> _WORK INSTRUCTIONS_: Exclude all pictures, and reproduce exactly the lines from the one containing "positive clicks: (298, 110)" through the end of the records, with nothing else added.

> _EXERCISE MATERIAL_:
[Start of Attachment]

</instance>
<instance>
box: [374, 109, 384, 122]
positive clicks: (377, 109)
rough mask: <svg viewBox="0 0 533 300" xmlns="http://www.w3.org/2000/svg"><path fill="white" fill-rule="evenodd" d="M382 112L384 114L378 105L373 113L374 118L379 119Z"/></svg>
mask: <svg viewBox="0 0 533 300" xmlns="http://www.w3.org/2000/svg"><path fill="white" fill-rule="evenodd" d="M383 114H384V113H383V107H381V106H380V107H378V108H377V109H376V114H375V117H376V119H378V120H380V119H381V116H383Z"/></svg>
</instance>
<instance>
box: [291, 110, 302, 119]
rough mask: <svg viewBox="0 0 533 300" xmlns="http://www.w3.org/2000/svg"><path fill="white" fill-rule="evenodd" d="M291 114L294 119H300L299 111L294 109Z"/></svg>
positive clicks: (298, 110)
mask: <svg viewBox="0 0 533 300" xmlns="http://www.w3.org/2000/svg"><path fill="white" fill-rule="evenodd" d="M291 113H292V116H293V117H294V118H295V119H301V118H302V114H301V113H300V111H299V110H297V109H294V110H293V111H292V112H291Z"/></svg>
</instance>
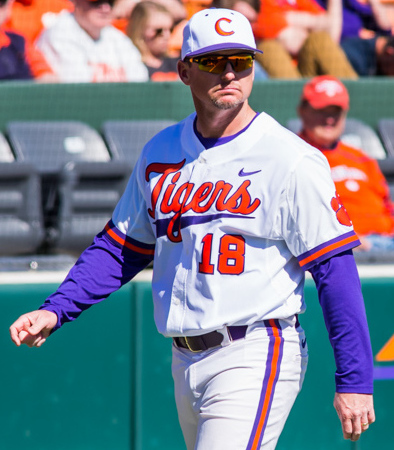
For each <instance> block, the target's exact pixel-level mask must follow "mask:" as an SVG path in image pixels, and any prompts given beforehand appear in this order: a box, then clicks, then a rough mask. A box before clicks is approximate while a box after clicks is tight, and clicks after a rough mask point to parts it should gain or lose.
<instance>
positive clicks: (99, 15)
mask: <svg viewBox="0 0 394 450" xmlns="http://www.w3.org/2000/svg"><path fill="white" fill-rule="evenodd" d="M114 2H115V1H114V0H108V1H102V0H98V1H88V0H74V3H75V16H76V18H77V20H78V22H79V23H80V25H81V26H82V27H83V28H85V29H87V30H89V29H91V28H92V27H93V28H95V29H102V28H104V27H106V26H108V25H110V24H111V22H112V20H113V16H112V6H113V4H114Z"/></svg>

[End of Attachment]

> _ANSWER SPACE_:
positive clicks: (298, 110)
mask: <svg viewBox="0 0 533 300" xmlns="http://www.w3.org/2000/svg"><path fill="white" fill-rule="evenodd" d="M291 113H292V116H293V117H294V118H295V119H301V118H302V114H301V113H300V111H299V110H297V109H294V110H293V111H292V112H291Z"/></svg>
</instance>
For each <instance> block, the target's exact pixel-level mask must follow "mask:" as an SVG path in image pixels, and any prompts given beforehand appear in this order: a box, then clicks, then a rough mask. A box before clicks is approximate while a box after clicks is tight, and clicks after a rough mask point to parts it should gain or lose.
<instance>
positive clicks: (99, 15)
mask: <svg viewBox="0 0 394 450" xmlns="http://www.w3.org/2000/svg"><path fill="white" fill-rule="evenodd" d="M114 2H115V1H114V0H108V1H102V0H98V1H88V0H74V3H75V16H76V18H77V20H78V22H79V23H80V25H81V26H82V27H83V28H85V29H87V30H89V29H91V28H92V27H93V28H95V29H102V28H104V27H106V26H108V25H110V24H111V22H112V20H113V16H112V6H113V4H114Z"/></svg>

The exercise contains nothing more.